--- Start of TEXT PROVIDED ---

TO: SEC RULES COMMITTEE No. 43-09
SMALL FUNDS COMMITTEE No. 13-09
BROKER/DEALER ADVISORY COMMITTEE No. 40-09
ETF ADVISORY COMMITTEE No. 22-09     RE: INSTITUTE DRAFT COMMENT LETTER ON FINRA'S PROPOSED COMPENSATION RULE AMENDMENTS; FEEDBACK REQUESTED BY JULY 22nd

 

As we previously informed you, last month FINRA published for comment a new FINRA Rule 2341 to replace existing NASD Rule 2830, which governs members’ cash and non-cash compensation arrangements in connection with investment company securities. [1]  Of note, the new rule would impose additional disclosure requirements when broker-dealers receives “special compensation” in connection with the offer and sale of mutual fund shares.  The additional disclosure would be required of mutual funds in their prospectus (or SAI) and broker-dealers at the point of sale, supplemented though information on a website or via a toll-free phone number.  FINRA’s proposed amendments are substantively identical to amendments to Rule 2830 that the NASD published for comment in 2003 [2] but never adopted.

--- End of TEXT PROVIDED ---

### [WRITTEN REQUEST]
Copy out the memorandum on FINRA's proposed compensation rule amendments above in full, word for word.

--- Start of GIVEN ENTRIES ---

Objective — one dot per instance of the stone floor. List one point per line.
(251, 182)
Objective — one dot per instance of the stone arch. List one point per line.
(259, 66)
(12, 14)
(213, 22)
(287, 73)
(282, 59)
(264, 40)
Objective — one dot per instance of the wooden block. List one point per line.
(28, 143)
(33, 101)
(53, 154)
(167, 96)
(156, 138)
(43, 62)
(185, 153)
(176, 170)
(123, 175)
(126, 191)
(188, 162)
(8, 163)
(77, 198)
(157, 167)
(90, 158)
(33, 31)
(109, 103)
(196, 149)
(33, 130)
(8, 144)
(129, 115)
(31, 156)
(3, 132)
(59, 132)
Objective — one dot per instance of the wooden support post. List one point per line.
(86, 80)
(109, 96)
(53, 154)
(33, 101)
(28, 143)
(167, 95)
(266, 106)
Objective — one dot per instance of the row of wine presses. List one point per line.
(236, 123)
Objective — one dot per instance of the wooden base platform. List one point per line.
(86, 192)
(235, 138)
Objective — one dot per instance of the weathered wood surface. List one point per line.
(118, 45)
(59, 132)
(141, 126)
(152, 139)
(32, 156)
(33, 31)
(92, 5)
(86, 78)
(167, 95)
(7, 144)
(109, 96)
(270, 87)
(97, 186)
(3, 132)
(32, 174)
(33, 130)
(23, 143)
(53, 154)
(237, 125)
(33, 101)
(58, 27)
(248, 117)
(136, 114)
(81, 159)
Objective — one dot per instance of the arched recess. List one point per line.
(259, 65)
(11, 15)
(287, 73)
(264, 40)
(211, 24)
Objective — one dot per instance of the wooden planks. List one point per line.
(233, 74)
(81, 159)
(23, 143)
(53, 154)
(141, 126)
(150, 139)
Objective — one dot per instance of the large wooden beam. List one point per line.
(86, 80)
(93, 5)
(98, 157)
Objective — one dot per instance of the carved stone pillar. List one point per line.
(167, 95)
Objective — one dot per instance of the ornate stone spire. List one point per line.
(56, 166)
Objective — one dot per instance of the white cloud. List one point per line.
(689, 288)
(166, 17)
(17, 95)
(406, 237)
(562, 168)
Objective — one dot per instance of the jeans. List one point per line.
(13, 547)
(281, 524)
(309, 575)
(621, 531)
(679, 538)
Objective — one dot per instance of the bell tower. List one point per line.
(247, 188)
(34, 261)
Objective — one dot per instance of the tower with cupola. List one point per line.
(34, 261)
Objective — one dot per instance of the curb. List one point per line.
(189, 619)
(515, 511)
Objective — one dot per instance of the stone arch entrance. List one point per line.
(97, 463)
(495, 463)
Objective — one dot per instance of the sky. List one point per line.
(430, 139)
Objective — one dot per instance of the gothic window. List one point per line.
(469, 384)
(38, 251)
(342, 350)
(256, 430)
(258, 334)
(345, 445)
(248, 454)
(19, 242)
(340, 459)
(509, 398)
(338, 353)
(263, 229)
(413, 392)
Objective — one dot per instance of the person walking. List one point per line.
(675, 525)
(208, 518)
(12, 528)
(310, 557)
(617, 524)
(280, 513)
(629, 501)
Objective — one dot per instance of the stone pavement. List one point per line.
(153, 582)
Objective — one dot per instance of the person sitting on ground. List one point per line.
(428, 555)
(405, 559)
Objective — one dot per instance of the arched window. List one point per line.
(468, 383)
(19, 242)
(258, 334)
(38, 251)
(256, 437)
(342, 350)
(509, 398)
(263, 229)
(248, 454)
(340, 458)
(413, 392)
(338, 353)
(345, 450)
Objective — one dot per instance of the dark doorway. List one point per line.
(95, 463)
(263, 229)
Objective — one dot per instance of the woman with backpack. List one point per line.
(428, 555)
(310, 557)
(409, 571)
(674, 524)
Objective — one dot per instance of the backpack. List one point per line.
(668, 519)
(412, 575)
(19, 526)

--- End of GIVEN ENTRIES ---

### [SOLUTION TO THE EXERCISE]
TO: SEC RULES COMMITTEE No. 43-09
SMALL FUNDS COMMITTEE No. 13-09
BROKER/DEALER ADVISORY COMMITTEE No. 40-09
ETF ADVISORY COMMITTEE No. 22-09     RE: INSTITUTE DRAFT COMMENT LETTER ON FINRA'S PROPOSED COMPENSATION RULE AMENDMENTS; FEEDBACK REQUESTED BY JULY 22nd

 

As we previously informed you, last month FINRA published for comment a new FINRA Rule 2341 to replace existing NASD Rule 2830, which governs members’ cash and non-cash compensation arrangements in connection with investment company securities. [1]  Of note, the new rule would impose additional disclosure requirements when broker-dealers receives “special compensation” in connection with the offer and sale of mutual fund shares.  The additional disclosure would be required of mutual funds in their prospectus (or SAI) and broker-dealers at the point of sale, supplemented though information on a website or via a toll-free phone number.  FINRA’s proposed amendments are substantively identical to amendments to Rule 2830 that the NASD published for comment in 2003 [2] but never adopted.